▶ EXERCISE BRIEF
Every line of the data should be written out exactly, with the pictures left out.

▶ SUPPLIED INFORMATION
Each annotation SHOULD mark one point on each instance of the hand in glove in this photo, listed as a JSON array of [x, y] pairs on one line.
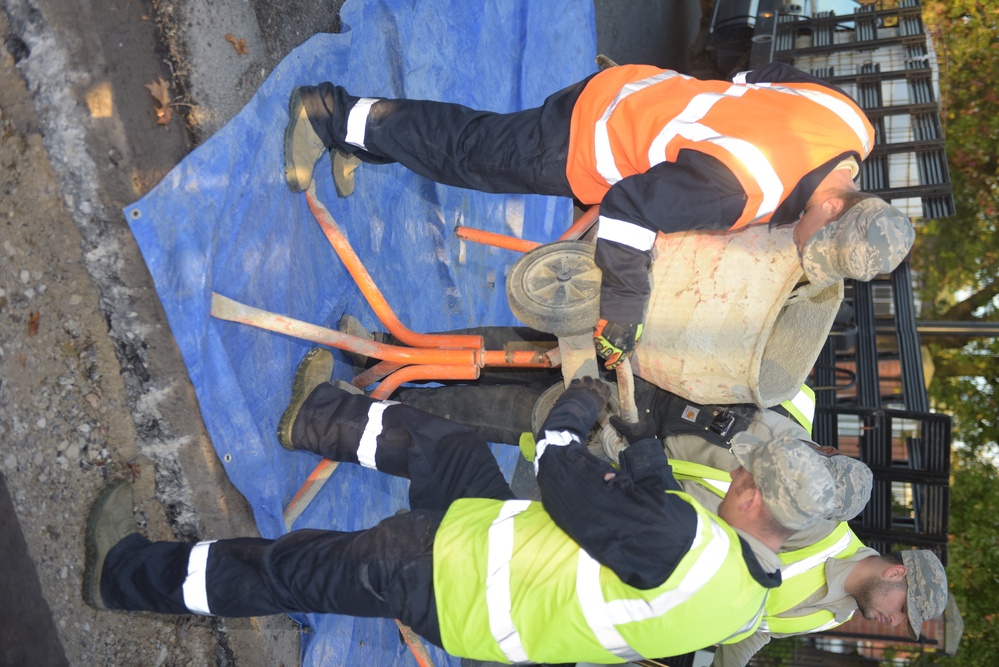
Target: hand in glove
[[643, 429], [615, 342], [597, 388]]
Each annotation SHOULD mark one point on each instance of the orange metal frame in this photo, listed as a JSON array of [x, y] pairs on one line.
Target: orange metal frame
[[420, 357]]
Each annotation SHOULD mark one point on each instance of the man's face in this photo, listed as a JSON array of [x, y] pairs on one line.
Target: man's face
[[883, 601], [740, 478]]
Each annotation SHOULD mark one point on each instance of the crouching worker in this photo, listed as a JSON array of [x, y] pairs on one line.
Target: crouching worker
[[612, 565]]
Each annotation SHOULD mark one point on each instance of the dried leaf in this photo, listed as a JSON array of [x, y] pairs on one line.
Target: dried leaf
[[238, 43], [93, 399], [161, 93]]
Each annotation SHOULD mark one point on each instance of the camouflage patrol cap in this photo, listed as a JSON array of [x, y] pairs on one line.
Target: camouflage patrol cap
[[853, 482], [871, 237], [926, 584], [795, 484]]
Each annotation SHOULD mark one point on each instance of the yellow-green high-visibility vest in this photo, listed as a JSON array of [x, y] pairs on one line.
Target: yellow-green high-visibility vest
[[714, 480], [512, 587], [803, 572], [802, 407]]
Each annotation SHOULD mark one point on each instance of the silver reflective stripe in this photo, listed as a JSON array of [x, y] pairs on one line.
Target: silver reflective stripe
[[626, 233], [195, 587], [595, 609], [603, 617], [752, 623], [606, 164], [798, 567], [687, 125], [827, 626], [357, 121], [498, 597], [839, 107], [369, 439], [556, 438], [718, 484], [708, 563]]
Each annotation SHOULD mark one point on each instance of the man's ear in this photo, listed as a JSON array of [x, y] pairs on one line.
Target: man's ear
[[834, 206], [751, 499]]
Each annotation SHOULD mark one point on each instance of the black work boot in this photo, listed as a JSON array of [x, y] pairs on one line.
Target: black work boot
[[111, 520], [316, 368]]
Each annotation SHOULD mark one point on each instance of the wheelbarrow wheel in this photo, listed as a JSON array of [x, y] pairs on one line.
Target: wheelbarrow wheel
[[556, 288]]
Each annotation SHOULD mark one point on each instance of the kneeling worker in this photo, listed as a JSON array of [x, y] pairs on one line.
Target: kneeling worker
[[612, 565]]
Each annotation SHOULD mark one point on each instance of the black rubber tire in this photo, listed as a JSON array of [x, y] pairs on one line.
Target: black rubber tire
[[555, 288]]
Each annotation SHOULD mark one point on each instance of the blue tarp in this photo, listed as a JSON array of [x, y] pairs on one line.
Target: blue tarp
[[224, 221]]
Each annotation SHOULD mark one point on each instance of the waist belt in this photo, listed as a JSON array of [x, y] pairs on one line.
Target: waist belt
[[716, 424]]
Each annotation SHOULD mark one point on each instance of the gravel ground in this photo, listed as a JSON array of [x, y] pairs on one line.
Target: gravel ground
[[69, 422]]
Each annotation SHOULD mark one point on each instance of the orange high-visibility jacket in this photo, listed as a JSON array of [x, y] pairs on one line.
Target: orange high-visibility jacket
[[769, 135]]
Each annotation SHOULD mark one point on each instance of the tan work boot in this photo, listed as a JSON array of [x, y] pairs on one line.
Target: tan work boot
[[343, 173], [302, 146], [111, 520], [316, 368]]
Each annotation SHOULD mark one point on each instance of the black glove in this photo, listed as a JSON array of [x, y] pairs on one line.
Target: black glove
[[615, 342], [597, 388], [643, 429]]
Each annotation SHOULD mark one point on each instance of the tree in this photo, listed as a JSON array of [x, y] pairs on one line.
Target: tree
[[958, 255]]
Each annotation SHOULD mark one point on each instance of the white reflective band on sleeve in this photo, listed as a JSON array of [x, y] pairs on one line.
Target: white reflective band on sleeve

▶ RESULT OF THIS TASK
Each annotation SHOULD mark one point on each instance of the hand in glove in this photo, listed as a JSON array of [x, y] pairs on one line.
Target: hand in glove
[[643, 429], [615, 342], [597, 388]]
Each annotation SHOULD mark one point on each instance of the orange metal frame in this photo, listed as a JSON array of [x, y] pairs on one line.
Target: orange metal frame
[[420, 357]]
Each annotation SHOULD mark one point on each instance of the man's face in this photo, listed as a JSON array of [x, y] pairs on one line.
Target: man's face
[[883, 601], [740, 478]]
Each annotation SHOULD mark one point on each instance of the crouching worker in this photo, listed as a JSON array of [x, y] pairs on one line.
Target: crouching worker
[[612, 565]]
Each annotation SHOULD mark one point on each instance of the dried leaf in this photo, listed as a JSON array of [x, y] pairs on one line.
Target: dried leaf
[[238, 43], [93, 399], [161, 93]]
Each annotation SHOULD mark one point on each instance of the camouflage patrol cap in this photo, listed as a JSON array of [x, y] pairs on one line.
Target: camouflage patrol cap
[[853, 482], [871, 237], [926, 584], [795, 484]]
Each annotation SHOULD mark one point on each instance of the yellow-green high-visibility vest in this photo, listed as a JSON array of [x, y] pairs on one line.
Target: yellow-green high-visibility vest
[[714, 480], [512, 587], [803, 572], [802, 407]]
Each annotation SHOULD mark one point on each instance of the silver reflective stripe in this photo, listed as a JSON array of [x, y] pairs on one line.
Target: silver reflective stripe
[[626, 233], [195, 587], [595, 609], [603, 617], [752, 623], [606, 164], [798, 567], [687, 125], [827, 626], [357, 121], [498, 597], [839, 107], [369, 439], [556, 438], [718, 484], [708, 563]]
Each annotation SHOULD mark one point on each instance of the man's ear in this photo, listed as a JSON array of [x, y] pairs on one line.
Target: man's ear
[[834, 206], [751, 499]]
Each annotation SHOULD mark one point on each instance of the black work boot in this photo, listed as a JSON array of [x, y] pairs on one line.
Target: black work boot
[[111, 520], [316, 368]]
Each annotation SHOULD mark one point on each instance of the wheelbarrow wheel in this photo, listed as a JSON array of [x, y] pairs on one line.
Target: wheelbarrow wheel
[[556, 288]]
Each annotation SHOULD mark one point on each instance of the kneeling worker in this photo, listed as a JSON array of [x, y] pairs on one line.
Target: kneeling worker
[[612, 565]]
Each annotation SHOULD mark one point on each instance of the black rubber tire in this photo, listed as a JSON array of [x, y] pairs on one line.
Target: black rubber tire
[[555, 288]]
Each annotation SHOULD mark one point on each instance of the blue tarp in this photo, listed as a JSON array of [x, y] pairs on one line.
Target: blue tarp
[[224, 221]]
Each annotation SHOULD mark one point on each instance of the waist belt in this photo, listed as a JSON array of [x, y] pairs on one line.
Target: waist belt
[[716, 424]]
Each annotation SHOULD mark one point on each instance of the gravel ground in this photo, listed as a JSON array of [x, y] pairs on one line.
Target: gravel ground
[[69, 422]]
Each annotation SHOULD mark one point on each instance of the orange high-visibility jacket in this photo, listed as a JSON array of [x, y] pairs on one line.
Target: orange high-visibility jacket
[[769, 135]]
Each annotation SHOULD mark one point on each instance of the tan work boot in this photo, listed as a JSON array of [x, y] pairs on one line.
Target: tan work boot
[[343, 173], [302, 146], [111, 520], [316, 368]]
Each annotation SHOULD mark one point on each instance of the black glove in this photo, listed as a JSON array of [x, y] pairs on one line.
Target: black glove
[[615, 342], [597, 388], [643, 429]]
Each annotation SHOULD mark one point on each instance of the tree in this photo, listed as a JSON array of [x, y] pairs on one line.
Target: tree
[[958, 255]]
Each annotation SHOULD mark one point on each instance of the white reflective band on sleeve in this photo, listed as a JSON array of [x, y] pairs on one line.
Target: white reflective band on sleeve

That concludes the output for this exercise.